YOUR INSTRUCTIONS
All the data should be repeated exactly. Any image in it is left out.

───── GIVEN DATA ─────

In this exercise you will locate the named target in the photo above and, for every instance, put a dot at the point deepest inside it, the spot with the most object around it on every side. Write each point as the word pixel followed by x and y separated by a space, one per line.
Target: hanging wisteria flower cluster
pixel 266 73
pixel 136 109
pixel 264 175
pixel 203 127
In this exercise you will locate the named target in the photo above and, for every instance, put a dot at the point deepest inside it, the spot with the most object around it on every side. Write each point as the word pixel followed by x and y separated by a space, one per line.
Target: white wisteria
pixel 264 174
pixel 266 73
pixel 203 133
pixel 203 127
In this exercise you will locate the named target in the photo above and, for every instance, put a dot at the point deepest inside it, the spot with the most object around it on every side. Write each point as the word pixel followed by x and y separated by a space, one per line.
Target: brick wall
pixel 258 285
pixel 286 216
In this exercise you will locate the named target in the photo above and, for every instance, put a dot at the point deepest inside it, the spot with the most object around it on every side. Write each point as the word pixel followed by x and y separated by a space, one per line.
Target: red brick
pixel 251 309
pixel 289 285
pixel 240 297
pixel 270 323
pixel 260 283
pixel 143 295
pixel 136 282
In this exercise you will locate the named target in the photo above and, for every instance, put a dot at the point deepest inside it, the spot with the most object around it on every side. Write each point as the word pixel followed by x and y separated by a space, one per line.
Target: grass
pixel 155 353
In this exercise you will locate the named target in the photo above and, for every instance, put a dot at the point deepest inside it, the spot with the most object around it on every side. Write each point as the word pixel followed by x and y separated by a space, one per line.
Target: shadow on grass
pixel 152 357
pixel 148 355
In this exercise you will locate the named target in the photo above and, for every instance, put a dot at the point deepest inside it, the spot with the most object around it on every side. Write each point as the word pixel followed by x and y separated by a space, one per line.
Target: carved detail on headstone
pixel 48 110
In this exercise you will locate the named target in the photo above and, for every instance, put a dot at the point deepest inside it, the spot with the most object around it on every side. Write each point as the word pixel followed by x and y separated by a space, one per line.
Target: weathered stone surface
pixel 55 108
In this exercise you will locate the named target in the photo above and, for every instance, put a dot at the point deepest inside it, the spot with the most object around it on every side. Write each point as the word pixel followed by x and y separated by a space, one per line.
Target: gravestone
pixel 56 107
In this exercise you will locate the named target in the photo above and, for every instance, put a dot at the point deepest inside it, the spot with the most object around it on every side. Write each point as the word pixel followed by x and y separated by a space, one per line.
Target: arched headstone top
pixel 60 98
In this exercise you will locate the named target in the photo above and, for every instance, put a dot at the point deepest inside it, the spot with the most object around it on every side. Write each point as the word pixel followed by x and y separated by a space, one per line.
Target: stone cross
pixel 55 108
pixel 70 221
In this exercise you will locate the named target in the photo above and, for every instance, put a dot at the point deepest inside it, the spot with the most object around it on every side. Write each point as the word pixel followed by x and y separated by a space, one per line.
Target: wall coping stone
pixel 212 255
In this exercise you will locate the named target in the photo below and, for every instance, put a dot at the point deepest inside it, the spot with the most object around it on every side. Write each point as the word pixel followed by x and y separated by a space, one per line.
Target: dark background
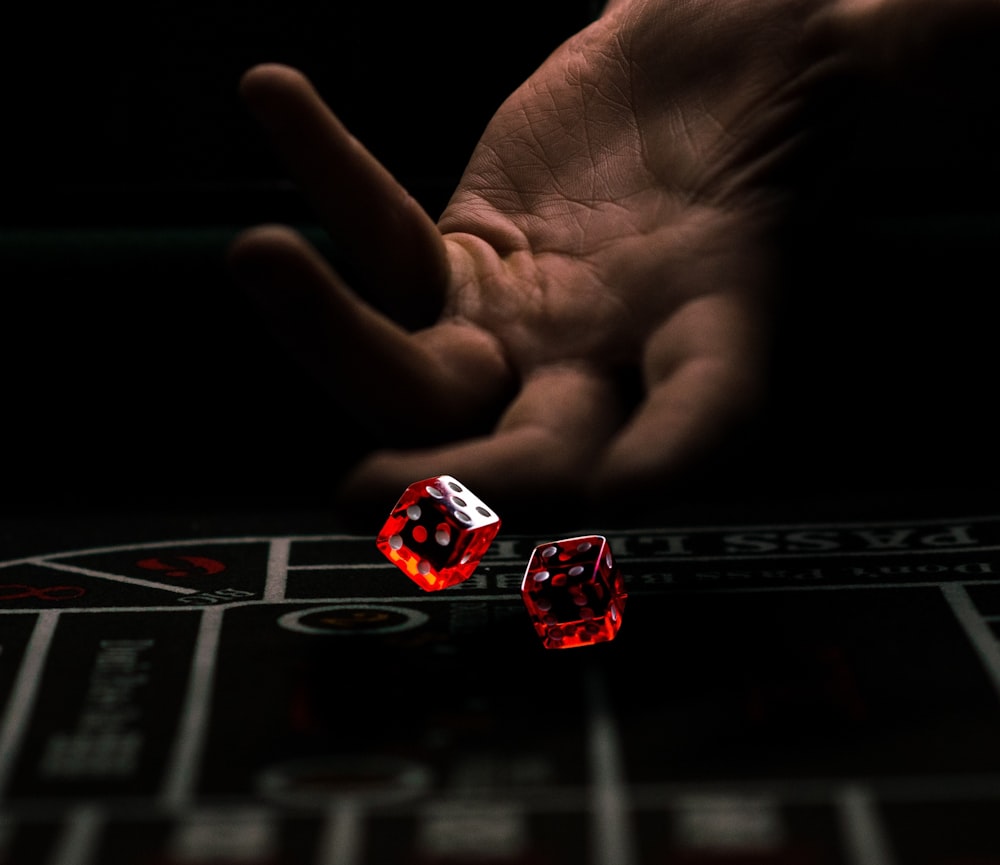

─────

ANSWER TO THIS EXERCISE
In this exercise you will locate the named target in the photo above and, for every instance, put a dot at the point deepest inside it, the spot with the most object around it on every side. Write each point as the word pixel followed by x and y separated by a space, one per line.
Target: hanging wisteria flower cluster
pixel 266 73
pixel 136 109
pixel 264 175
pixel 203 127
In this exercise you will locate the named target in the photo above and, for every instance, put a dot at the point deepest inside it, the spot with the most object around it on every side. Write each point as the word pixel followed by x and y separated by a space, one per line.
Target: white wisteria
pixel 264 174
pixel 266 73
pixel 203 133
pixel 203 127
In this exercise you will locate the named target in the photo above and, for every instance, put a dot at the point deepest inside it, the spot with the most object around it on every side. Write each point as the word pixel followed by x and y separated by a space, one per line.
Target: brick wall
pixel 258 285
pixel 286 216
In this exercise you will locate the named target in the photo above and, for every instance, put a dot at the point deepest inside it, the spot with the most object around it on every side. Write each point as the word pixel followed by x and y separated by a space, one per line.
Target: red brick
pixel 251 309
pixel 289 285
pixel 240 297
pixel 270 323
pixel 260 283
pixel 143 295
pixel 136 282
In this exercise you will locate the named target in the photo above and, for every instance, put a dot at the point deepest inside it, the spot with the most object around it on every side. Write each point as the word pixel followed by x and y separated by a space, one per line.
Target: grass
pixel 155 353
In this exercise you will locate the named target in the photo above and, for every instance, put a dot at the point deepest inside it, the spot with the most object around it on every side. Write each point as the word pixel followed by x and y separated by a space, one per line.
Target: shadow on grass
pixel 152 357
pixel 148 355
In this exercise you will locate the named target in the photo above and, for every instance, put a dot at the point deepest inside it, the spot with the most object around it on every side. Write each point as the word pixel followed by x and y separated by a space, one per line.
Target: carved detail on headstone
pixel 48 110
In this exercise you will locate the named target in the photo above and, for every instance, put a dot at the point deepest inside it, the spot with the most object around it on every side. Write each point as the word pixel followed by x and y separated by a space, one per line.
Target: weathered stone surface
pixel 55 108
In this exercise you will locate the named target in the photo above and, for every instance, put a dot at the point deepest inside it, the spot with the most object around it on every side. Write each point as the word pixel followed by x and y separated by a space, one per line.
Target: gravestone
pixel 56 107
In this exercise you will locate the named target in the photo above and, for every instance, put a dot at the point deepest inside it, the spot with the most object around it on every side. Write each point as the word pixel followed by x and y separated by a space, one per line.
Target: arched headstone top
pixel 60 98
In this exercise you will locate the named target in the photo above and, for every instance, put a dot at the point deepest inside it, the spot with the most object around it on every side. Write each point as the word pixel followed by x and y separated by a space, one per line.
Target: stone cross
pixel 55 108
pixel 70 221
In this exercise you will locate the named target in the photo above and, for every instance, put a dot at the point deepest inside it, the spot with the most object around it on every side. Write each point as the word pixel followed by x and y separated by a space, one per line.
Target: wall coping stone
pixel 212 255
In this exercise you will locate the named target in the photo below and, for every instance, put a dot at the point deepest inside it, the spot with the most object around it on every side. Write each point as the word pixel followed by x and y separated by a space, one per line.
Target: dark background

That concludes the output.